* EXERCISE BRIEF *
Return only those lines of the records below in which "blossoming" appears.
--- RECORDS SHOWN Enclosed Below ---
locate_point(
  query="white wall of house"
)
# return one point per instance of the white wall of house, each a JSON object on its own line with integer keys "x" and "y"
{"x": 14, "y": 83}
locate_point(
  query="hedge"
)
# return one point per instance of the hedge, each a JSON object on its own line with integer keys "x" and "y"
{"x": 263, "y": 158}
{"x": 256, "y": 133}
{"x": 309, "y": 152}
--- End of Enclosed RECORDS SHOWN ---
--- RECORDS SHOWN Enclosed Below ---
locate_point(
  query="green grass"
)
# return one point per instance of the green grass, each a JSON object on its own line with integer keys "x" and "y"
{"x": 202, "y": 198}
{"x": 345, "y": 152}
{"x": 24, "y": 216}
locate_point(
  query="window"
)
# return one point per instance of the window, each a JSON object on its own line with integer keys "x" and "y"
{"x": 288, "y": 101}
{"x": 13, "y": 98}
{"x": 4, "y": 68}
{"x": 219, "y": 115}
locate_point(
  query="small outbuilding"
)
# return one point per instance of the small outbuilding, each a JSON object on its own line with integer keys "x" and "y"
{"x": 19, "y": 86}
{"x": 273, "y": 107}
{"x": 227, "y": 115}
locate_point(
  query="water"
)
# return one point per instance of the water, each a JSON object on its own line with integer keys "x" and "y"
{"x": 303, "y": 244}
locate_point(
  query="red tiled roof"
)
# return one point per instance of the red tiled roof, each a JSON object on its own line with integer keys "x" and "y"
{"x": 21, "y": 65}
--- End of Enclosed RECORDS SHOWN ---
--- RECORDS SHOWN Enclosed Below ---
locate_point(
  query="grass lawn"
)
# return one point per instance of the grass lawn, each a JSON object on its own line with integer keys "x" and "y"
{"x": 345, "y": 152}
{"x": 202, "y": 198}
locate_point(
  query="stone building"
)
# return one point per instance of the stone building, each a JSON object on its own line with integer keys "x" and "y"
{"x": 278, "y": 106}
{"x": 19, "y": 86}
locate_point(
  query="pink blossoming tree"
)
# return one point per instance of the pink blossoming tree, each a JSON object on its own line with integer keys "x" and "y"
--- End of Enclosed RECORDS SHOWN ---
* SOLUTION TO THE EXERCISE *
  query="pink blossoming tree"
# return one point per instance of the pink blossoming tree, each a JSON object on its own line with integer keys "x" and "y"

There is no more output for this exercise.